======== QUOTED TEXT
Actually I'm not baffled, since NAQT's members have consistently voted against changing the 2-second timing policy despite it being loathed by most of the player base, but still.
Will Alston
Dartmouth College '16
Columbia Business School '21
User avatar
cchiego
Yuna
Posts: 890
Joined: Fri Jun 06, 2008 7:14 pm
Contact:

Re: HSNCT and its Problems

Post by cchiego »

etotheipi wrote:Meanwhile (and this is all in the same packet, mind you), we see a commonlink on souls, which attempts to clue a Sam & Dave song, whatever that is (seems to be more "boomer trash," as NAQT trash has often been described), along with the video game Dark Souls and DuBois' The Souls of Black Folk, before ending with a clue from Henley's Invictus and a weak description. Leaving aside the weird, certainly-not-pyramidal difficulty of this tossup, I'm curious to know what writer even thought this was a good idea and what editor approved this absurd trash-literature-philosophy common link, and why it is taking up space from, say, more fine arts content (another policy decision that makes no sense, NAQT, why no writer tags?).
I've been guilty of overly dramatic complaining about NAQT and pop culture before, but this example isn't a good one. Sam and Dave are a hugely important group and "Soul Man" is a quite significant song both musically and socially. Plus, it wasn't used as a whole TU or bonus, but rather the lead-in clue for a tossup in a finals packet at HSNCT. That seems a wholly appropriate place for such a clue. Such interdisciplinary/mixed TUs are, I think, a good place to put these kinds of clues on significant but not necessarily "canonical" topics and it's good that NAQT encourages those. Whether or not there should be more of a clear pop culture canon and what counts as "boomer trash" vs. culturally significant arts is a worthwhile debate for another thread; my current view (shaped in part by listening to arguments against my old views) has moved towards encouraging more "significant" pop culture and expanding what counts as "art" to encompass more significant contributions from more "popular" forms of art, but I understand how the current setup and lack of clarity can be frustrating for players.

I do agree on the point of NAQT tossup and bonus difficulty consistently seeming to be more variable than in other sets, but it would be ideal to focus on statistical evidence for that as a comparison rather than just a couple of specific questions. Analyzing scoresheets for the numbers of 0/10/20/30 as well as dead TU% between similar sets of teams would be more helpful here.

More broadly, I have had good experiences with providing feedback to NAQT officials in charge of running national events. I would recommend that people directly contact NAQT people with various concerns, especially since it does indeed appear from their extremely extensive guide to online quizbowl that NAQT is taking all of the potential issues with online quizbowl seriously (including the need to pay staffers a decent wage for online quizbowl work, which I suspect is a large contributor to the costs at nationals).
================
In the forum post, which song does cchiego describe as quite significant both musically and socially? The items are not needed for anything here.
======== ROWS
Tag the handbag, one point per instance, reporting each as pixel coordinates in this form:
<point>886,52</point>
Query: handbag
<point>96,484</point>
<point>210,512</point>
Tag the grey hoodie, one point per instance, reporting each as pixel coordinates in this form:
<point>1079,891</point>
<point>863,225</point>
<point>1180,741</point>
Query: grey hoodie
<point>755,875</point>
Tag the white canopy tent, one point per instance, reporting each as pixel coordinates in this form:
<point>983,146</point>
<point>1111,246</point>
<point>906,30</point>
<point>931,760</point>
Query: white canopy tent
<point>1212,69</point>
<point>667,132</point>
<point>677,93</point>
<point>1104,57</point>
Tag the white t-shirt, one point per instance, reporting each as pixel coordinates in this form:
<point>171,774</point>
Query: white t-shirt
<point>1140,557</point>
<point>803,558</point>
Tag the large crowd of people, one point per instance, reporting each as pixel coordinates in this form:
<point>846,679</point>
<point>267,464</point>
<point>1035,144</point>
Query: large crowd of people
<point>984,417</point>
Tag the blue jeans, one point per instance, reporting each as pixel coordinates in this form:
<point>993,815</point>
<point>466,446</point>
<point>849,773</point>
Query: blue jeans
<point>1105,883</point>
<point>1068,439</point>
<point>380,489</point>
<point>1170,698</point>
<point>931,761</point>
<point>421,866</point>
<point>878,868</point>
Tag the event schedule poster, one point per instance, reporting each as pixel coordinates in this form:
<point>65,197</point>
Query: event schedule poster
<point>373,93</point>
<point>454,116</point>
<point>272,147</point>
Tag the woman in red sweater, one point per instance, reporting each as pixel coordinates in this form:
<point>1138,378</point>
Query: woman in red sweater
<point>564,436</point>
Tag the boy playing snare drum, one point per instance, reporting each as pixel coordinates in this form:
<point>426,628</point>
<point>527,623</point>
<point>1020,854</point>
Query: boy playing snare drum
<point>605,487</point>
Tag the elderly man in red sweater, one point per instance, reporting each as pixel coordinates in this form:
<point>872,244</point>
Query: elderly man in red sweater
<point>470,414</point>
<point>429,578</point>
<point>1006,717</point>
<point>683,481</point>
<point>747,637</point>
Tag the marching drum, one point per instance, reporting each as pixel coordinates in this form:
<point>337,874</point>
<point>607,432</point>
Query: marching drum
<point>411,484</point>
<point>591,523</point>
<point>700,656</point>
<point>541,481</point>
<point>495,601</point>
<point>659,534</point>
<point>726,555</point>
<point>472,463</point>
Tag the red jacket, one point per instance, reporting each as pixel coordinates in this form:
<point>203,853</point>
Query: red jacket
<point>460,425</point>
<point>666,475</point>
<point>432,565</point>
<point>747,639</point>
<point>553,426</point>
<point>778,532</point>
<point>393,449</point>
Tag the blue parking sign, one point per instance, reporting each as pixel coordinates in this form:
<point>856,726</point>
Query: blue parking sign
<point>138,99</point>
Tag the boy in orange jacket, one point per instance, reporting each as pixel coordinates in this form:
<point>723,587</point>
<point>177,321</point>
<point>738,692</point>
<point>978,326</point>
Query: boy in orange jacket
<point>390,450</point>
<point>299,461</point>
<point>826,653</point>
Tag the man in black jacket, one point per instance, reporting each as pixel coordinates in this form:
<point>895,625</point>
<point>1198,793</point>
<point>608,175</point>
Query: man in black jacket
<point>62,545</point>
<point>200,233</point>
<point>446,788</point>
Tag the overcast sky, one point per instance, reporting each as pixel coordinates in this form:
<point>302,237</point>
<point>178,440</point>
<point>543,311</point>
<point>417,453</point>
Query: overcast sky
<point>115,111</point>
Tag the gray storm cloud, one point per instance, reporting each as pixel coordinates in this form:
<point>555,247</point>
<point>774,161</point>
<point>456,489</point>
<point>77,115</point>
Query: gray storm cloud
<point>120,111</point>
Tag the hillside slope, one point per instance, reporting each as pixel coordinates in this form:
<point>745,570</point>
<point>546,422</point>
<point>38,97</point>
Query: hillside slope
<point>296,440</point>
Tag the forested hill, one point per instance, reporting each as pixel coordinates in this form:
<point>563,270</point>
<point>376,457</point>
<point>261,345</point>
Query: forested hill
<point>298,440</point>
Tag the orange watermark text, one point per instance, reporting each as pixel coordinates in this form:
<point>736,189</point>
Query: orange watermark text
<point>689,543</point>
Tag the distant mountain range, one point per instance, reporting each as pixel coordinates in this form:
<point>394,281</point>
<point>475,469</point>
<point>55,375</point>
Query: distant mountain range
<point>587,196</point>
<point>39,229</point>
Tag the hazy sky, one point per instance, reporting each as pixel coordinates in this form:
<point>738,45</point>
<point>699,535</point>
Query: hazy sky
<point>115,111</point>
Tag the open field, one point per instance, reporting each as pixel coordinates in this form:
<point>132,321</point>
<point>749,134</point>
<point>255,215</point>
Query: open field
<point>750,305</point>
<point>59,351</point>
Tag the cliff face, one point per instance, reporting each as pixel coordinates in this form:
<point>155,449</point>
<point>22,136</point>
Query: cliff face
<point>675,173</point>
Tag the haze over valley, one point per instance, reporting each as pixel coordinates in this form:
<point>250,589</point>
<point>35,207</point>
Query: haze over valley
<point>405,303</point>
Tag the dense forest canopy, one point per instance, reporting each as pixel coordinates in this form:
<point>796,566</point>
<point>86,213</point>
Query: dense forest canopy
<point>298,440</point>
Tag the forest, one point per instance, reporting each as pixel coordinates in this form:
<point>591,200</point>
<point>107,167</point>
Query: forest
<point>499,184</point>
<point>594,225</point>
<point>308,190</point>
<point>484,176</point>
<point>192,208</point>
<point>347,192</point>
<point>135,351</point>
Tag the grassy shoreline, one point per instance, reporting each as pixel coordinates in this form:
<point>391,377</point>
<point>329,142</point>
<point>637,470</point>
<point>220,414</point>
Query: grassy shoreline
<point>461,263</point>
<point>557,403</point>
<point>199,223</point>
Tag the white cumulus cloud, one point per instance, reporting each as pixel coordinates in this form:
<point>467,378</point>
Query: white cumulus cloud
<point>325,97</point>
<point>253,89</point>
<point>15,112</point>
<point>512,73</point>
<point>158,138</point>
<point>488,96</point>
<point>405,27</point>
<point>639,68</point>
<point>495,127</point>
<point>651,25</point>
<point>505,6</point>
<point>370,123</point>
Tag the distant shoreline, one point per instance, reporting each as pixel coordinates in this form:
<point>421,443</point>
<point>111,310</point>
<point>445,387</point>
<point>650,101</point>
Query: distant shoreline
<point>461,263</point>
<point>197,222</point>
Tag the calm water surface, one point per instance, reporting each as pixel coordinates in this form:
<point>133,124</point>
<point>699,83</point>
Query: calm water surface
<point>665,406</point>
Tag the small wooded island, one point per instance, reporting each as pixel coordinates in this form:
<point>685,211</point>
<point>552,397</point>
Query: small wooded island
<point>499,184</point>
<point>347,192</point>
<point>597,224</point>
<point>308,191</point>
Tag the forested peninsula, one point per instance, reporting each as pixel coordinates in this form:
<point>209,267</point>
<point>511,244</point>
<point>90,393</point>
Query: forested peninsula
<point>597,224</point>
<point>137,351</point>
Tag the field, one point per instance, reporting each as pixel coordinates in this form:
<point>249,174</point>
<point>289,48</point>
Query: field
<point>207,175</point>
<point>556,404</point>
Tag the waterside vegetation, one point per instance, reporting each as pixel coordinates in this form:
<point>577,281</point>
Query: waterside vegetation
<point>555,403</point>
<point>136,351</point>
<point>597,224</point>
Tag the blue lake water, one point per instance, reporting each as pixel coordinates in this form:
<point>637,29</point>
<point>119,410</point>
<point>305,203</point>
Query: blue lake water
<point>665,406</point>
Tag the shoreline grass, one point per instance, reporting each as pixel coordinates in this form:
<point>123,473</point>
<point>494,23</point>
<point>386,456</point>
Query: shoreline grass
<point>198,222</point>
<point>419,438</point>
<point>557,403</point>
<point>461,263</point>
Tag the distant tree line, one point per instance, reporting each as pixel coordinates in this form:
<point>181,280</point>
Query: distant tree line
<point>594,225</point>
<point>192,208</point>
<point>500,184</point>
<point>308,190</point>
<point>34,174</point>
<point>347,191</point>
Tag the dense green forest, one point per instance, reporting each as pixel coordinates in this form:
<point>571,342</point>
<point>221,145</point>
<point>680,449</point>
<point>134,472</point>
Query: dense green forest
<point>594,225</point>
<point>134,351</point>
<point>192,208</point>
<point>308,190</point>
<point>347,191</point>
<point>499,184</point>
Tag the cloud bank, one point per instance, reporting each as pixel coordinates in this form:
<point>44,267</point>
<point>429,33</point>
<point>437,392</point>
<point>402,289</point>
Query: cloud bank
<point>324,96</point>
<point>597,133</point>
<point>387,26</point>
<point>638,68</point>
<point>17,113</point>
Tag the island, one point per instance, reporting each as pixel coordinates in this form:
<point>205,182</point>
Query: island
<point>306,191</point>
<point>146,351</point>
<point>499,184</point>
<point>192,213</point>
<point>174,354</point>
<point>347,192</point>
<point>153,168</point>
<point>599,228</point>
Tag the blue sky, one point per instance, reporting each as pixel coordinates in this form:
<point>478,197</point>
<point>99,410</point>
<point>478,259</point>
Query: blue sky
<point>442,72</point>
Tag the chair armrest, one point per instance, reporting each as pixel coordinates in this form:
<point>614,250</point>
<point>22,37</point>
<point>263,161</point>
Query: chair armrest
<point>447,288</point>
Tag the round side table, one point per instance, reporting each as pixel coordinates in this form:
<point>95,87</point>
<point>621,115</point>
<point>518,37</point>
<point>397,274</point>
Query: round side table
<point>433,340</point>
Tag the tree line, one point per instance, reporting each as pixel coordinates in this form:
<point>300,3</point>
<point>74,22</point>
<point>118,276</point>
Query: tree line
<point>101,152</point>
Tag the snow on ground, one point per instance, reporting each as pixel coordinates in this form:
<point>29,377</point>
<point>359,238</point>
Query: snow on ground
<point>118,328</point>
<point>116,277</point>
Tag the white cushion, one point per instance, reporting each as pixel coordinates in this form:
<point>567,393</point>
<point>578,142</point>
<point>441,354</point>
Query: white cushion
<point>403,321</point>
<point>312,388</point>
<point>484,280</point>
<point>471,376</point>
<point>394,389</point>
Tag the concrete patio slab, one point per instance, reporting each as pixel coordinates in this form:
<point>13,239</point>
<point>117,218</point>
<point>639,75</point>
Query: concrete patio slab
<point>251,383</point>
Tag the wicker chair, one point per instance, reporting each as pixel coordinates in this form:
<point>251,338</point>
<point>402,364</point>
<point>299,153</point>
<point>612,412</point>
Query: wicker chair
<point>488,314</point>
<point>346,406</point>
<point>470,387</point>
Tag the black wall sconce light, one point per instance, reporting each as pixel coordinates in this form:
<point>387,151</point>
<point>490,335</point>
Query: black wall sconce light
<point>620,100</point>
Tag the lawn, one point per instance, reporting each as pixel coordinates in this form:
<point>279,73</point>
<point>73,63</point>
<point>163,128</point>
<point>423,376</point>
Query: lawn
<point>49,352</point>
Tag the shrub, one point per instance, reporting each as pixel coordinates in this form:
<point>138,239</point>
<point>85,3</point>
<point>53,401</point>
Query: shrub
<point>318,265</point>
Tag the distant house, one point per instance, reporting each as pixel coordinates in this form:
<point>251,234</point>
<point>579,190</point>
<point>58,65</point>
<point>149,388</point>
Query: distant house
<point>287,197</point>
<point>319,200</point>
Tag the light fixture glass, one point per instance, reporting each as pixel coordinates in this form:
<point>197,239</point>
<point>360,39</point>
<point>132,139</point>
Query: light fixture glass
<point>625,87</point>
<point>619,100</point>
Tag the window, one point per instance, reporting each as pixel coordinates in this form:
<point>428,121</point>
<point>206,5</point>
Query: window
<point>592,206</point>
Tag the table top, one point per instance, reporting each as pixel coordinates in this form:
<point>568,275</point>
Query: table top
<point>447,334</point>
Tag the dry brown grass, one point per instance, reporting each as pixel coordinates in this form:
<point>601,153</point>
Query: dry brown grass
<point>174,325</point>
================
[FULL OUTPUT] "Soul Man," by Sam and Dave.